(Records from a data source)
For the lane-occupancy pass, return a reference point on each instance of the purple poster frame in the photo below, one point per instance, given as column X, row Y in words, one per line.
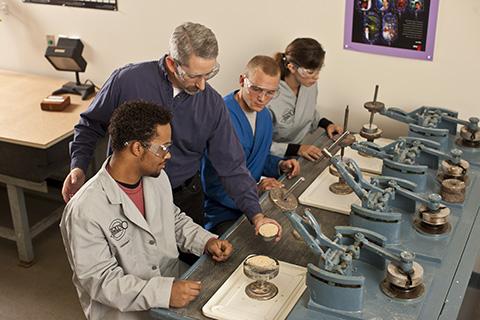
column 391, row 51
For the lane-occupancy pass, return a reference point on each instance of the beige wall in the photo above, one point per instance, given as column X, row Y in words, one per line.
column 141, row 28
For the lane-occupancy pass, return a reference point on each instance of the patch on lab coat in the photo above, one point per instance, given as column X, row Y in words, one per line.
column 288, row 116
column 118, row 228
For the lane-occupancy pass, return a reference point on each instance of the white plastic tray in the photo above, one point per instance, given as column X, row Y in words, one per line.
column 231, row 302
column 318, row 195
column 367, row 164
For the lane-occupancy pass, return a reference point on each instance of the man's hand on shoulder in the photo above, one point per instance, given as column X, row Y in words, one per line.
column 73, row 182
column 220, row 250
column 183, row 292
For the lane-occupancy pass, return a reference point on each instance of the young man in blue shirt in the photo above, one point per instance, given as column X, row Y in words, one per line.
column 253, row 125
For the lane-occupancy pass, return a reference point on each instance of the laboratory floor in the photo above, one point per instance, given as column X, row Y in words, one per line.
column 45, row 291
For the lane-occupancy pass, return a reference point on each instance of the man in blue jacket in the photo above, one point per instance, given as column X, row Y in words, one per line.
column 253, row 126
column 200, row 123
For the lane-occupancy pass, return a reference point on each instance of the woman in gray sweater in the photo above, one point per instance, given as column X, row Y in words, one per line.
column 294, row 112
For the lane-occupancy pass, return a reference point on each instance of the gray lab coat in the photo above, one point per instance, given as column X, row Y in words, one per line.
column 121, row 261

◆ Written problem ◆
Copy the stretch of the material from the line containing "of the patch" through the line containing "column 367, row 164", replacing "white plastic tray" with "white plastic bin" and leaving everything else unchanged.

◆ Exercise solution ◆
For the lane-occupancy pass, return a reference point on each instance of the patch on lab coat in the photo above, one point per instance, given as column X, row Y in words, one per line.
column 288, row 116
column 118, row 228
For the lane-occupancy pass, return a reference point on each instance of the white plastic bin in the photo above, one point per instance, given as column X, row Y in words, one per line.
column 231, row 302
column 318, row 195
column 367, row 164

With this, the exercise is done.